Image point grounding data
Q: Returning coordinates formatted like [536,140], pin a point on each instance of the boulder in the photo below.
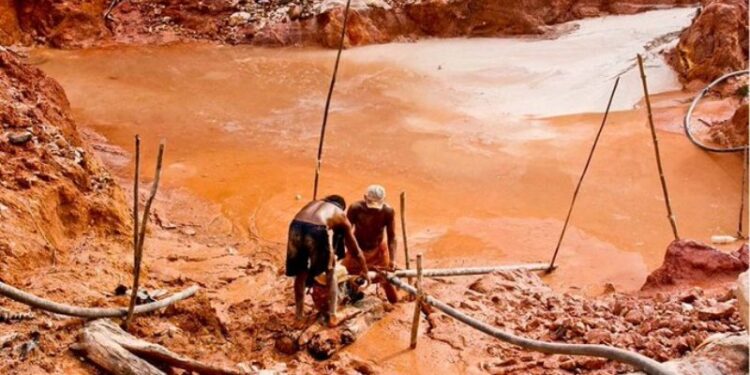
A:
[720,354]
[742,292]
[715,43]
[689,262]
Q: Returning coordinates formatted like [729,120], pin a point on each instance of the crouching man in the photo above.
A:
[371,218]
[310,249]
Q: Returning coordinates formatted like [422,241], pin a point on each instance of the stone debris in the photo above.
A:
[661,326]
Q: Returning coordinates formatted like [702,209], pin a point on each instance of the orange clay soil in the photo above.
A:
[241,127]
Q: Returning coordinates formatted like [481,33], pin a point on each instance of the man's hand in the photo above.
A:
[366,276]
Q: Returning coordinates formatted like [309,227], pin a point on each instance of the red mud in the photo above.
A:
[80,23]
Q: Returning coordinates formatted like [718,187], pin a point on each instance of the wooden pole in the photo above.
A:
[85,312]
[328,101]
[583,174]
[670,215]
[136,185]
[743,194]
[403,231]
[417,304]
[142,235]
[634,359]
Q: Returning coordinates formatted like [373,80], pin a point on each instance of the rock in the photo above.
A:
[718,311]
[689,262]
[742,292]
[239,18]
[294,13]
[720,354]
[286,344]
[634,317]
[598,336]
[19,138]
[715,43]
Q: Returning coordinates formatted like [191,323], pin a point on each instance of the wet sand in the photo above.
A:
[487,137]
[242,129]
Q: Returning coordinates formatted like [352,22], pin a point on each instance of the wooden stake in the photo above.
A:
[583,174]
[743,194]
[136,186]
[417,304]
[403,231]
[670,215]
[142,235]
[328,101]
[634,359]
[90,312]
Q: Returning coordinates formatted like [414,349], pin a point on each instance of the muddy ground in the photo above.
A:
[65,233]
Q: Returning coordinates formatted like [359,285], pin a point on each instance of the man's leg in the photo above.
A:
[299,294]
[333,289]
[390,291]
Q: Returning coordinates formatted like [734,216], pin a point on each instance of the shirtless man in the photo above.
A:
[309,247]
[370,218]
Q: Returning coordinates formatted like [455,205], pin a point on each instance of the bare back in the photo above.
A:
[321,213]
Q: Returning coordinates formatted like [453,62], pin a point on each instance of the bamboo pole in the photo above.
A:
[583,174]
[470,271]
[670,215]
[142,235]
[85,312]
[636,360]
[333,289]
[417,304]
[328,101]
[743,194]
[403,231]
[136,185]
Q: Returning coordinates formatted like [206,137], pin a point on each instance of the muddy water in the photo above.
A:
[487,137]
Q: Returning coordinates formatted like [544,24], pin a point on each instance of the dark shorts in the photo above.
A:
[307,250]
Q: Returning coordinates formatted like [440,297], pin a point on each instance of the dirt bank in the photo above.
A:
[232,173]
[716,43]
[273,22]
[53,190]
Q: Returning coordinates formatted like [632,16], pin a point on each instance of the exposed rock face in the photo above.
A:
[732,132]
[286,22]
[688,262]
[51,189]
[716,43]
[74,23]
[742,292]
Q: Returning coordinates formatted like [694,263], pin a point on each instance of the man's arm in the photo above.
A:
[351,243]
[390,229]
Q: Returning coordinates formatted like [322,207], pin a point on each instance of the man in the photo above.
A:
[309,247]
[370,218]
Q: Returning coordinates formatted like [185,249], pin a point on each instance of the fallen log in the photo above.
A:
[636,360]
[107,334]
[322,341]
[99,348]
[468,271]
[89,312]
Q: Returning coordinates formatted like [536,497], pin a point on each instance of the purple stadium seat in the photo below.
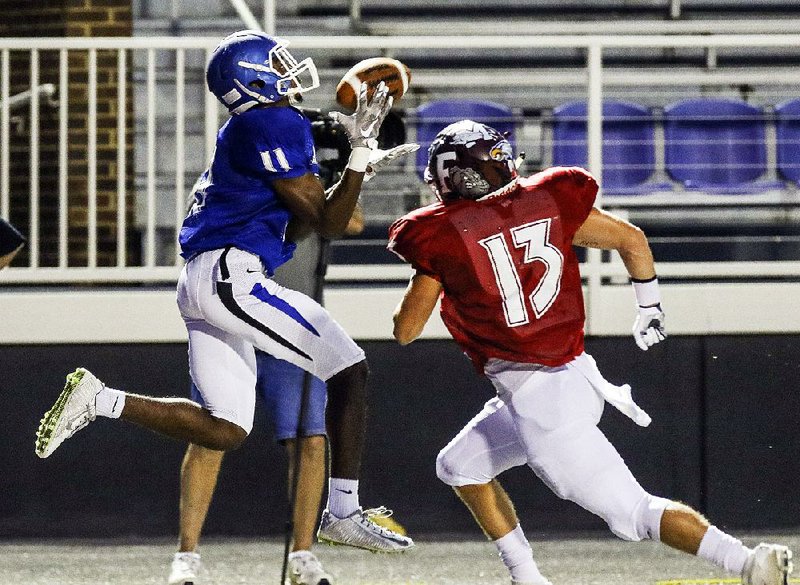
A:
[787,136]
[628,145]
[433,116]
[717,146]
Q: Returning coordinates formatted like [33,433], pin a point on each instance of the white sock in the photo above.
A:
[342,496]
[517,556]
[723,550]
[109,402]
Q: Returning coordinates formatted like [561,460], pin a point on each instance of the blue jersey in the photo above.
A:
[235,204]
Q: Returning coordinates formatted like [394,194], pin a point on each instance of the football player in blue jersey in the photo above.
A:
[259,194]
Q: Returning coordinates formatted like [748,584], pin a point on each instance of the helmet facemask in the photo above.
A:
[251,68]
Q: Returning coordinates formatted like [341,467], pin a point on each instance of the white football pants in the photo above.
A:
[547,418]
[230,307]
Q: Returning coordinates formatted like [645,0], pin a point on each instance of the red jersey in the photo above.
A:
[510,278]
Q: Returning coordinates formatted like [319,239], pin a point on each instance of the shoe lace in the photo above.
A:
[379,512]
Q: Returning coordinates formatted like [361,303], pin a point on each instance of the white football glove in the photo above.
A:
[380,158]
[363,125]
[648,329]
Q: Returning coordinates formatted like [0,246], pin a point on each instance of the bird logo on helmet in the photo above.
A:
[470,160]
[249,68]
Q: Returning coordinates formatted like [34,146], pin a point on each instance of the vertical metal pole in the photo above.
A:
[270,17]
[180,145]
[63,158]
[210,119]
[5,133]
[33,236]
[594,125]
[355,13]
[91,156]
[122,160]
[150,227]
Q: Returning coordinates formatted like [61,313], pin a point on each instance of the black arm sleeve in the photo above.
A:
[10,238]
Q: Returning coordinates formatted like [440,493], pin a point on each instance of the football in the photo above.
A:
[392,72]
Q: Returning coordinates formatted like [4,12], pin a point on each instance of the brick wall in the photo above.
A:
[59,18]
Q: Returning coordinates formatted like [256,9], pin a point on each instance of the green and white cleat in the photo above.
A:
[74,409]
[185,569]
[358,530]
[769,564]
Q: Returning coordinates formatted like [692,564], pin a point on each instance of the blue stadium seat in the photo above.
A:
[628,145]
[787,138]
[717,146]
[430,118]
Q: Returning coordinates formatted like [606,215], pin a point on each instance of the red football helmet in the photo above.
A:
[468,160]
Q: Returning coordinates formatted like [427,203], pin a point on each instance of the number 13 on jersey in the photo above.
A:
[534,239]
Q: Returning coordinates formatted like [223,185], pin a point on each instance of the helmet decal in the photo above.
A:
[469,160]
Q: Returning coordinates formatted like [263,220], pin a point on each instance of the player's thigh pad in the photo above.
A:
[223,370]
[280,384]
[483,449]
[228,289]
[555,412]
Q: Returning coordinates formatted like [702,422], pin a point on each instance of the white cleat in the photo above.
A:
[770,564]
[74,409]
[305,569]
[359,531]
[185,569]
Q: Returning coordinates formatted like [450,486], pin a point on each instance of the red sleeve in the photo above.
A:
[409,238]
[575,191]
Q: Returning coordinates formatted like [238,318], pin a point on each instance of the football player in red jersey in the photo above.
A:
[497,249]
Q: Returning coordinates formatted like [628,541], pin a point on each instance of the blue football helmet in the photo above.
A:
[250,67]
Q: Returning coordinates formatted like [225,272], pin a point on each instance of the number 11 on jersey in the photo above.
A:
[534,237]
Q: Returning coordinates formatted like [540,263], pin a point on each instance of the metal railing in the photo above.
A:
[152,81]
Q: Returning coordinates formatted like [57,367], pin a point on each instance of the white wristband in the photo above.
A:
[647,293]
[359,159]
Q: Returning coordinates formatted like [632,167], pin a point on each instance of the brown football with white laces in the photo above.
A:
[395,74]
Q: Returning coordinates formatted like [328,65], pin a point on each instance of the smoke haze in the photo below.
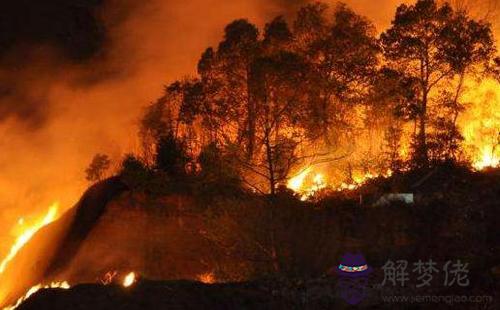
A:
[59,107]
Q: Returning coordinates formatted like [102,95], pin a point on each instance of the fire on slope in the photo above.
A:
[27,233]
[36,288]
[479,125]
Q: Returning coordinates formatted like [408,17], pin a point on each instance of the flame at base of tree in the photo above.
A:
[480,124]
[28,233]
[207,278]
[36,288]
[129,279]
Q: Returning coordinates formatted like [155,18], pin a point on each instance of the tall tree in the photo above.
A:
[432,43]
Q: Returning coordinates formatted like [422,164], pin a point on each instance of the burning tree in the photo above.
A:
[98,167]
[436,46]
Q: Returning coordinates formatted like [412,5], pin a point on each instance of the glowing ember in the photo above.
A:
[309,182]
[129,279]
[28,234]
[480,124]
[207,278]
[36,288]
[296,182]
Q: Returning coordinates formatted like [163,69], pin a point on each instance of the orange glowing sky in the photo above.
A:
[158,42]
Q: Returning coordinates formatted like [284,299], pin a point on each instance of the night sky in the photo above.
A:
[72,26]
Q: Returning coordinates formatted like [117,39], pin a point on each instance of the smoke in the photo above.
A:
[57,111]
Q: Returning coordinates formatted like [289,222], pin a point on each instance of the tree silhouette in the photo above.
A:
[98,167]
[433,44]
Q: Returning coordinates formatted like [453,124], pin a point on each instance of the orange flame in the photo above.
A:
[36,288]
[207,278]
[28,234]
[129,279]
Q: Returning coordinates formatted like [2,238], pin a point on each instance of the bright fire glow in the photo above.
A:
[129,279]
[207,278]
[480,124]
[28,234]
[36,288]
[297,181]
[309,182]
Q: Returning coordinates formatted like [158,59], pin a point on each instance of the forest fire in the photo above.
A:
[28,233]
[480,124]
[129,279]
[36,288]
[320,124]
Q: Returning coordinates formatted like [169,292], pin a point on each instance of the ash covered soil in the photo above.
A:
[182,235]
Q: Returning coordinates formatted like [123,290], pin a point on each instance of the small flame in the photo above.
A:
[129,279]
[207,278]
[36,288]
[488,159]
[28,234]
[296,182]
[309,182]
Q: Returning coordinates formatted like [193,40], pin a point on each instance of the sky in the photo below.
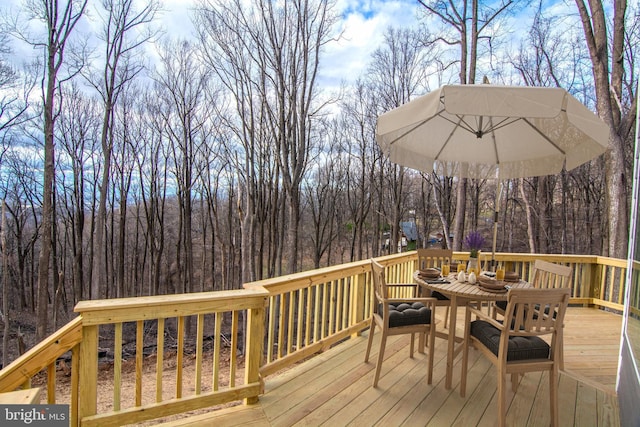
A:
[363,24]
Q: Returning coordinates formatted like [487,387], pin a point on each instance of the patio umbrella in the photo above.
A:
[490,131]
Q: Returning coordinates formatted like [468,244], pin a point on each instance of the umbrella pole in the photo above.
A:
[495,226]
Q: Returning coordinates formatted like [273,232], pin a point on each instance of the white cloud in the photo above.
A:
[362,26]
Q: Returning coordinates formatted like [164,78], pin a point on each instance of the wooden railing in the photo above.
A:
[286,320]
[152,318]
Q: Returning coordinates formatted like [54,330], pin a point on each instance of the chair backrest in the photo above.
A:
[433,258]
[547,275]
[379,282]
[536,311]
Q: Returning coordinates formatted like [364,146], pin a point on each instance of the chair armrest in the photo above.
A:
[402,284]
[426,300]
[484,316]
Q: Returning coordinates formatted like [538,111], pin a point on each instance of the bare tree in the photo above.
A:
[607,45]
[275,49]
[397,73]
[58,19]
[465,24]
[125,30]
[182,84]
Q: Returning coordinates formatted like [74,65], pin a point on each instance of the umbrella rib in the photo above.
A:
[545,137]
[412,129]
[449,137]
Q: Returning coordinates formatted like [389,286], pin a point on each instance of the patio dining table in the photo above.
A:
[460,293]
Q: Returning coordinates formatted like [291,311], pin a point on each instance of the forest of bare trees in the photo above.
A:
[134,163]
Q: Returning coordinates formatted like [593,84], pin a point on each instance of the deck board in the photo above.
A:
[334,388]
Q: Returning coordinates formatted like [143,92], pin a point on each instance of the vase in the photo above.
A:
[474,264]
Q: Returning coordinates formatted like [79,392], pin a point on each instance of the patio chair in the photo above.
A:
[397,316]
[514,346]
[546,275]
[433,258]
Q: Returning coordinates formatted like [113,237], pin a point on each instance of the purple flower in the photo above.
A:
[474,241]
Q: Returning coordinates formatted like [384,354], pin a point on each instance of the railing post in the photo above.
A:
[357,308]
[255,342]
[88,375]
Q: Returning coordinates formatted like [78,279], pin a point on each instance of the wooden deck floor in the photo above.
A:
[334,388]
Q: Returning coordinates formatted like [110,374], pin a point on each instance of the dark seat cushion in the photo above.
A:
[437,295]
[520,348]
[408,313]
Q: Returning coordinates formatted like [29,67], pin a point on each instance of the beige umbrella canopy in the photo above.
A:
[489,131]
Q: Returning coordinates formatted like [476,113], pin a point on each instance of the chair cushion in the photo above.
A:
[437,295]
[520,348]
[502,305]
[408,313]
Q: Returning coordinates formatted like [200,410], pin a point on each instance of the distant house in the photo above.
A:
[410,230]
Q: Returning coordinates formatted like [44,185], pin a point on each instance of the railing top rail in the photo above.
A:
[43,354]
[312,277]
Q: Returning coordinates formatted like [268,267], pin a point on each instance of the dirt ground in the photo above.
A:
[105,381]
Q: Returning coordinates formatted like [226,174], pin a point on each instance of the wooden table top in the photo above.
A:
[466,289]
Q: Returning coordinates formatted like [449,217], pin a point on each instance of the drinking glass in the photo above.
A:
[462,267]
[446,268]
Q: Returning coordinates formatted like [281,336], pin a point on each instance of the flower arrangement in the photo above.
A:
[474,241]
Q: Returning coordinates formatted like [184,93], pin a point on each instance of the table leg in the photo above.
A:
[453,311]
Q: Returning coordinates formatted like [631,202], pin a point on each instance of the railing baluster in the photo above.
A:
[159,359]
[139,360]
[199,351]
[117,365]
[179,357]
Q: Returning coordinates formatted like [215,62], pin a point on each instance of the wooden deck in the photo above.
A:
[334,388]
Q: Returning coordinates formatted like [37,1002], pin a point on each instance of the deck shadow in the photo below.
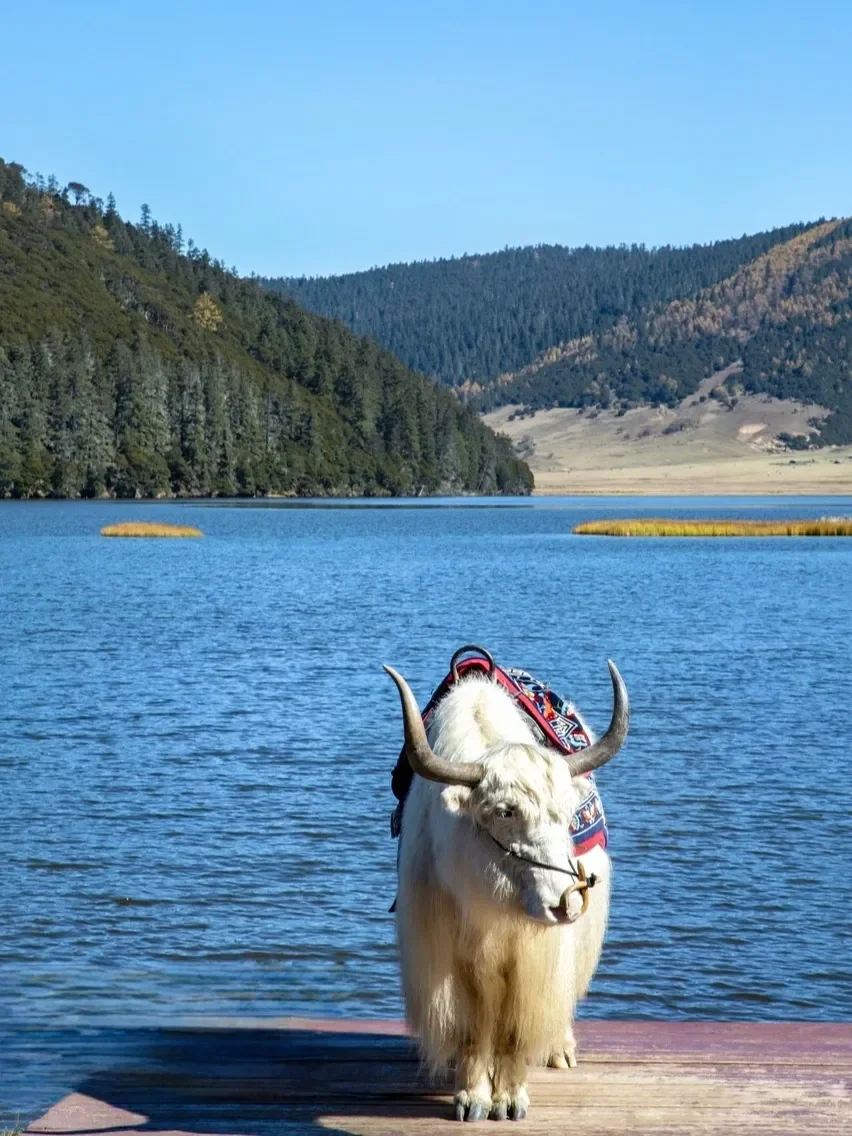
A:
[258,1080]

Directions | From the first line above down to the line with "Q: Returning coordinates formatted like [729,120], pin", reproduce every line and no others, omitting pictures.

Completed exercise |
Q: Returning coordinates formatted like [536,140], pin a point on each instance of the boulder in the photo below.
A:
[720,354]
[742,292]
[715,43]
[689,262]
Q: Returning coordinates formatted like [729,120], pin a point on each instance of the crouching man in the photo above.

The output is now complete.